:: Assigned task ::
Exact copies of the records below are required.

:: Records supplied ::

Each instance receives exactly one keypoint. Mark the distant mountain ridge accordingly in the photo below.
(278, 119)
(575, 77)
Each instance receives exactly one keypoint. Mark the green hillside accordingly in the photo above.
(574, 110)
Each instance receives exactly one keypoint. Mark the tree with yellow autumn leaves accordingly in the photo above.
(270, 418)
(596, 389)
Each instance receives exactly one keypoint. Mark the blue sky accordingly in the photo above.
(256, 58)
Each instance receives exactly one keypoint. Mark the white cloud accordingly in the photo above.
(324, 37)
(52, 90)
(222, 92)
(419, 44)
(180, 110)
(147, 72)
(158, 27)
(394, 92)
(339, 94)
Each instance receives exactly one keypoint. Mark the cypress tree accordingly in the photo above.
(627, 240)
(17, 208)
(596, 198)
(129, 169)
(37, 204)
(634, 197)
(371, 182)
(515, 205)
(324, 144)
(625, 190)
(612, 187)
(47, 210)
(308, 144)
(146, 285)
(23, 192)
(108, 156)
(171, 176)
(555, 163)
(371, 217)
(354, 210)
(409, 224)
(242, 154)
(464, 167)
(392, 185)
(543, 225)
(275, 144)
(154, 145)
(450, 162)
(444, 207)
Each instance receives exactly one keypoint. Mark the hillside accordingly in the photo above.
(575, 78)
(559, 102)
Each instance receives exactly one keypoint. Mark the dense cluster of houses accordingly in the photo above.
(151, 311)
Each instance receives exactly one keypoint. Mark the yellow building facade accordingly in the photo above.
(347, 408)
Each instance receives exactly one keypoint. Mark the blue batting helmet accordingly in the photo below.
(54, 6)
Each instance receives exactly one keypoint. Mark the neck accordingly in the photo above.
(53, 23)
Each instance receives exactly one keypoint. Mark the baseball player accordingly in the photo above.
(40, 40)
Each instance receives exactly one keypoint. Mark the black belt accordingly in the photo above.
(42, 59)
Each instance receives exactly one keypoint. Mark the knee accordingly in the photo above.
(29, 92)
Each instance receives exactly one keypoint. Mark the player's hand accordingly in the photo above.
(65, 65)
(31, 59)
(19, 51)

:: Answer for the task ::
Each instance receives exactly one keypoint. Mark the distant mountain ridge accordingly in the photo below.
(278, 119)
(575, 77)
Each instance receives exactly one keypoint. Mark the green hillside accordingly in the photo above.
(574, 110)
Each instance receives exactly one keypoint. Mark the tree with yellow autumn leaves accordingly in the photo above.
(270, 418)
(596, 389)
Each instance receives exactly one keypoint. Mark the blue sky accordingly in the photo above.
(256, 58)
Each instance receives exactly one keypoint. Mark the white cloud accordingly in the photo above.
(324, 37)
(52, 90)
(222, 92)
(419, 44)
(180, 110)
(147, 72)
(158, 27)
(394, 92)
(339, 94)
Each instance receives exactly one keypoint. Mark the cypress tree accordingly in the photo above.
(627, 240)
(17, 208)
(596, 198)
(129, 169)
(37, 204)
(634, 197)
(371, 182)
(515, 205)
(324, 144)
(625, 190)
(612, 187)
(47, 210)
(308, 144)
(146, 285)
(23, 192)
(108, 156)
(171, 176)
(555, 163)
(371, 217)
(354, 210)
(409, 224)
(242, 154)
(464, 167)
(392, 185)
(543, 225)
(275, 144)
(154, 145)
(450, 162)
(444, 207)
Each instance receives exactly one keypoint. Mark the hillside accordingly in the photo above.
(575, 78)
(559, 102)
Each instance receives exactly one keypoint. Mark the dense cluster of houses accordingly in the photo above.
(151, 311)
Each instance receives exactly one keypoint. Mark the yellow building facade accordingly in the photo above.
(347, 408)
Each instance receives exactly one keypoint. Mark the blue batting helmet accordingly in the photo below.
(54, 6)
Each instance receives exactly one keypoint. Mark the neck accordingly in the photo above.
(53, 23)
Each instance receives exactly one keypoint. Mark the baseball player accordingly in the photo above.
(40, 40)
Each instance receives exactly one keypoint. Mark the black belt accordingly in the photo above.
(42, 59)
Each instance receives exactly one keypoint. Mark the knee accordingly in the photo above.
(29, 92)
Each instance receives exactly one keypoint. Mark the player's hand accordingly in the photo above.
(65, 65)
(31, 59)
(19, 51)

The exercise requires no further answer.